» DOCUMENT TEXT:

Aufiero added that while he knew of Barakat’s purported ties to radical Shi'a Islamic militant group, he said that he was under arrest for different matters, including embezzlement and the creation of false documents.

Barakat’s arrest does shed a new light on the Triple Border region, which has become a hotspot for smugglers and drawn the attention of the U.S., Israel and governments throughout South America. A 2006 Treasury Department designation named Barakat as a Hezbollah member and funder of the group through a store he owned in Paraguay.

The region has drawn a number of immigrants for the Middle East, particularly from Lebanon, and is believed to be one of Hezbollah's major areas of operation outside of the Islamic world, due to its seclusion, loose borders, rampant political corruption and weak judicial system. While the U.S. has said that Barakat and eight others in the Triple Frontier region were linked to Hezbollah, Brazil’s government said that there were no signs of terrorism financing in the border region.

In 2004, Barakat’s brother, Assad Ahmad Barakat, was named by the Treasury Department as one of Hezbollah’s “most prominent and influential members” and was believed to have used an electronics wholesale store in the Triple Frontier as a cover for raising funds for Hezbollah. The Brazilian police arrested him in 2002 and deported him to Paraguay, where he went to prison for tax evasion.

» COLLECTED DATA:
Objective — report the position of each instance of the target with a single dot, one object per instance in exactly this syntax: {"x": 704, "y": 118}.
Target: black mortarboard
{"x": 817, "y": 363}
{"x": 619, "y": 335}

» PROBLEM TO WORK ON:
Summarize the article on Barakat's arrest in two sentences.

» SOLUTION TO THE PROBLEM:
Barakat, named by a 2006 Treasury Department designation as a Hezbollah member and funder, was arrested for matters including embezzlement and the creation of false documents. The arrest sheds new light on the Triple Border region, a smuggling hotspot believed to be one of Hezbollah's major areas of operation outside the Islamic world, though Brazil's government said there were no signs of terrorism financing there, even as the U.S. linked Barakat and eight others in the region to Hezbollah and the Treasury Department named his brother, Assad Ahmad Barakat, as one of the group's most prominent members in 2004.